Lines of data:
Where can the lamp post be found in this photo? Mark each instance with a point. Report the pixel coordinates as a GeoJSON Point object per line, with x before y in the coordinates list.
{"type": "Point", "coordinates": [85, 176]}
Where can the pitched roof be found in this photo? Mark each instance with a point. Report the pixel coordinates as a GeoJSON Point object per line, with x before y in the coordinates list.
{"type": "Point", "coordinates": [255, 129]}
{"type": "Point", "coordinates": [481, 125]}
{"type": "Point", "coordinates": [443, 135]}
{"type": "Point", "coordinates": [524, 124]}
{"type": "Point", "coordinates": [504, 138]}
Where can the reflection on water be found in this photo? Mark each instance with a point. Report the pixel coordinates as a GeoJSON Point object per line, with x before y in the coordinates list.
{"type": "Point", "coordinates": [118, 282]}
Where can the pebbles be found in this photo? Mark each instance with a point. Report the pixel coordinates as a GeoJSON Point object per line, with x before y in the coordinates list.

» **SET TASK**
Copy the data word for word, starting at the line that contains "Where can the pitched" and continuing through the last line of the data.

» **FINISHED ANSWER**
Where can the pitched roof be found in this photo? Mark each instance with a point. Report the pixel coordinates as a GeoJSON Point object per line, with x before y in the coordinates list.
{"type": "Point", "coordinates": [255, 129]}
{"type": "Point", "coordinates": [481, 125]}
{"type": "Point", "coordinates": [443, 135]}
{"type": "Point", "coordinates": [524, 124]}
{"type": "Point", "coordinates": [504, 138]}
Where can the reflection on water be found in this photo? Mark each instance with a point. Report the pixel coordinates as a GeoJSON Point object per line, with x before y in the coordinates list.
{"type": "Point", "coordinates": [118, 282]}
Where can the pebbles be found in this photo? Mark each instance with a point. Report the pixel coordinates as a GeoJSON Point object per line, with x before y in the coordinates list.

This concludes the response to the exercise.